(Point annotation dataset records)

= = = = = = =

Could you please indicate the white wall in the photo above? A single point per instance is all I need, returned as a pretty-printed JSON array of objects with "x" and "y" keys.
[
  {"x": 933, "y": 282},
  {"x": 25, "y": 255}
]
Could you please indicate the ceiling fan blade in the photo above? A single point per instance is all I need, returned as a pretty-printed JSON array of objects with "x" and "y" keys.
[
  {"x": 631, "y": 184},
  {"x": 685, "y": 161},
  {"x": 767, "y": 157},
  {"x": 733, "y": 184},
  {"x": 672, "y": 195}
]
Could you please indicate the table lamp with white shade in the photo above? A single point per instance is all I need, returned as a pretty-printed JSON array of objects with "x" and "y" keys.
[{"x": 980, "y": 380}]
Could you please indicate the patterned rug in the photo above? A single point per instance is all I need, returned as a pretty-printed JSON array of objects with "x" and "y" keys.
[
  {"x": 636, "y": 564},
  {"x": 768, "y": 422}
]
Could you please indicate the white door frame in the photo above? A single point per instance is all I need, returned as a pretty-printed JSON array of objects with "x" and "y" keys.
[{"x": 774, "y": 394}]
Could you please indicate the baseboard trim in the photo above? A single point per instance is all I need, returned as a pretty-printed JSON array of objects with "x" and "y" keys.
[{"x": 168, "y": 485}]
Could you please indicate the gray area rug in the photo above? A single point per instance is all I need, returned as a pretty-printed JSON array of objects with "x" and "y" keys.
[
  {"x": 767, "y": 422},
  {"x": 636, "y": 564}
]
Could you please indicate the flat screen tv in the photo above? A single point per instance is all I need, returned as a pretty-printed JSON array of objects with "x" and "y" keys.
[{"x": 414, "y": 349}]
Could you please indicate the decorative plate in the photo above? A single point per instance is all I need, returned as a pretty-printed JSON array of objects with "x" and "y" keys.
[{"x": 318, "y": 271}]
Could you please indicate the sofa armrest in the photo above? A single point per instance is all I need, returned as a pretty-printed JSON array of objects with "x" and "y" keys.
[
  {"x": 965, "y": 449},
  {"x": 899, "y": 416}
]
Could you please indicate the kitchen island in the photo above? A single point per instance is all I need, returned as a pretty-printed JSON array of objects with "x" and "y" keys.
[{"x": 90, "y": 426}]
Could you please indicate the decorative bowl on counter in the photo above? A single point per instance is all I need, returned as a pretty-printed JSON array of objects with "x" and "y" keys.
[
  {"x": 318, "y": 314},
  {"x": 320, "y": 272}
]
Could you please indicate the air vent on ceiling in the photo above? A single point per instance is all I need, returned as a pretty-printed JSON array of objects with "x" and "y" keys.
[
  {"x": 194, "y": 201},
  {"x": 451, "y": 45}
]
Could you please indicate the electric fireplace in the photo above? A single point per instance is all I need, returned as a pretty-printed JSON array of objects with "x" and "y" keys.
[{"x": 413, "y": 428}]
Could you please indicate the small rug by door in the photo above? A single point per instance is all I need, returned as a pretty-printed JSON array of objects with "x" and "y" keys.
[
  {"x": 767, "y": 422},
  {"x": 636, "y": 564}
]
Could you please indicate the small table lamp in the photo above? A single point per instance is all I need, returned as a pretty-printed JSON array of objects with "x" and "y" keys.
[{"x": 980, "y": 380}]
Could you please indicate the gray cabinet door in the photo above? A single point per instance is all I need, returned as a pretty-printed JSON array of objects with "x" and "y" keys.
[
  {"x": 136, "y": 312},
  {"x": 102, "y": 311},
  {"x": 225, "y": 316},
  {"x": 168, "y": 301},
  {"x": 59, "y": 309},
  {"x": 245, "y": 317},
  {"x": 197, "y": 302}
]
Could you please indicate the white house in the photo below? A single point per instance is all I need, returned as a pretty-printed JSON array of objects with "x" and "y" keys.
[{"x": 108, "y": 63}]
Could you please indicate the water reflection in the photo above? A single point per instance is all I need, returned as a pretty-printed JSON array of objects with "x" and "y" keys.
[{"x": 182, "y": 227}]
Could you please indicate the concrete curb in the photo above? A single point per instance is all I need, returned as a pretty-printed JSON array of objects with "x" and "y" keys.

= = = = = = =

Reproduce the material from the line with "Could you please indicate the water" through the end, requests included, and shift every x and y coordinate in the answers up by 106.

Could you please indicate the water reflection in the photo above? A single point per instance is all I need, returned as a pretty-printed JSON array of objects with "x" and "y" keys.
[{"x": 288, "y": 333}]
Could you please indicate the concrete curb in the photo above? A single point per instance is all I need, returned as a pretty-printed JSON array of objects with "x" and "y" keys.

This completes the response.